* **What to work on**
1 – Please list every rhetorical move that the notes on rhetorical parsing say XIP tags.
2 – Write the next part of the notes on automated analysis of scientific articles, picking up after their final line.

* **Provided text**
Notes: XIP – Automated rhetorical parsing of scientific metadiscourse

Reference: Simsek, D., Buckingham Shum, S., Sandor, A., De Liddo, A., & Ferguson, R. (2013). XIP Dashboard: visual analytics from automated rhetorical parsing of scientific metadiscourse. In: 1st International Workshop on Discourse-Centric Learning Analytics, 8 Apr 2013, Leuven, Belgium.

Background:

Learners should have the ability to critically evaluate research articles and be able to identify the claims and ideas in scientific literature.

Purpose:

  • Automating analysis of research articles to identify evolution of ideas and findings.
  • Describing the Xerox Incremental Parser (XIP) which identifies rhetorically significant structures from research text.
  • Designing a visual analytics dashboard to provide overviews of the student corpus.

Method:

  • Argumentative Zoning (AZ) to annotate moves in research articles by Simone Teufel.
  • Rhetorical moves tagged by XIP – partly overlap and partly different from AZ scheme: SUMMARIZING, BACKGROUND KNOWLEDGE, CONTRASTING IDEAS, NOVELTY, SIGNIFICANCE, SURPRISE, OPEN QUESTION, GENERALIZING
  • Sample discourse moves:
    • Summarizing: “The purpose of this article….”
    • Contrasting ideas: “With an absence of detailed work…”
      • Sub-classes: novelty, surprise, importance, emerging issue, open question
  • XIP outputs a raw output file containing semantic tags and concepts extracted from text.
  • Data: Papers from LAK & EDM conferences and journal – 66 LAK and 239 EDM papers extracting 7847 sentences and 40163 concepts.
  • Dashboard design – Refer original paper to see the process involved in prototyping the visualizations.

Tool:

  • XIP is now embedded in the Academic Writing Analytics (AWA) tool by UTS. AWA provides analytical and reflective reports on students’ writing.

Notes: Automatic recognition of conceptualization zones in scientific articles

Reference:
Liakata, M., Saha, S., Dobnik, S., Batchelor, C., & Rebholz-Schuhmann, D. (2012). Automatic recognition of conceptualization zones in scientific articles and two life science applications. Bioinformatics, 28(7), 991-1000.

* **Provided data**
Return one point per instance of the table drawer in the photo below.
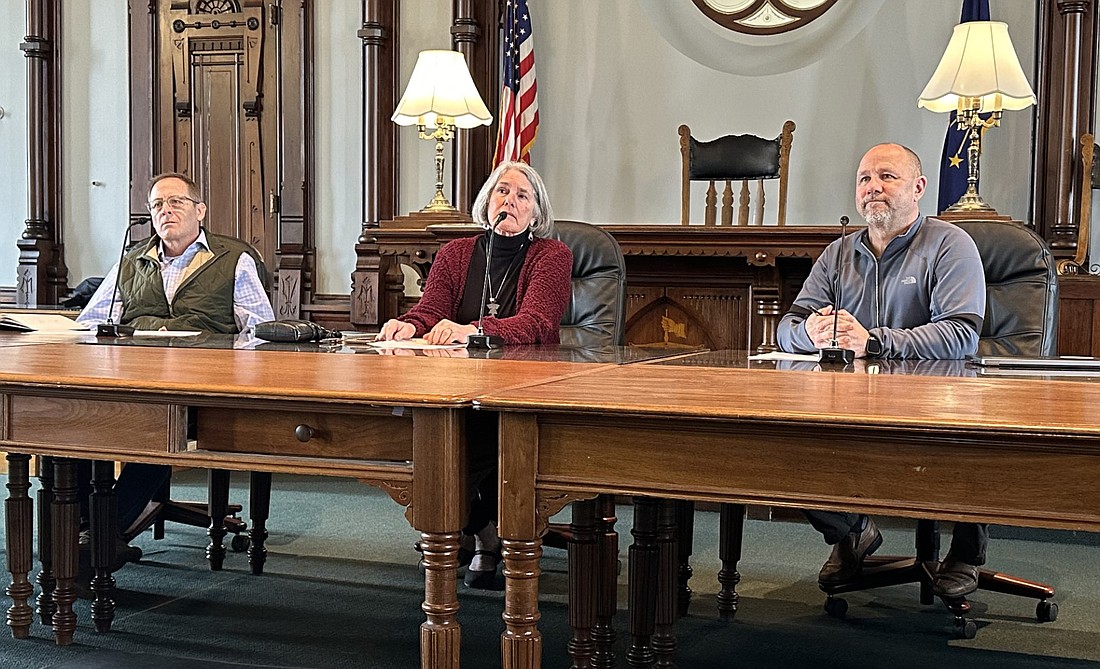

* **Answers provided**
1 – SUMMARIZING, BACKGROUND KNOWLEDGE, CONTRASTING IDEAS, NOVELTY, SIGNIFICANCE, SURPRISE, OPEN QUESTION, GENERALIZING

2 –
Background:

  • Scientific discourse analysis helps in distinguishing the nature of knowledge in research articles (facts, hypothesis, existing and new work).
  • Annotation schemes vary across disciplines in scope and granularity.

Purpose:

  • To build a finer grained annotation scheme to capture the structure of scientific articles (CoreSC scheme).
  • To automate the annotation of full articles at sentence level with CoreSC scheme using machine learning classifiers (SAPIENT “Semantic Annotation of Papers: Interface & ENrichment Tool” available for download here).

Method:

Data:

  • 265 articles from biochemistry and chemistry, containing 39915 sentences (>1 million words) annotated in three phrases by multiple experts.
  • XML aware sentence splitter SSSplit used for splitting sentences.

Scheme:

  • First layer of the CoreSC scheme with 11 categories for annotation:
    • Background (BAC), Hypothesis (HYP), Motivation (MOT), Goal (GOA), Object (OBJ), Method (MET), Model (MOD), Experiment (EXP), Observation (OBS), Result (RES) and Conclusion (CON).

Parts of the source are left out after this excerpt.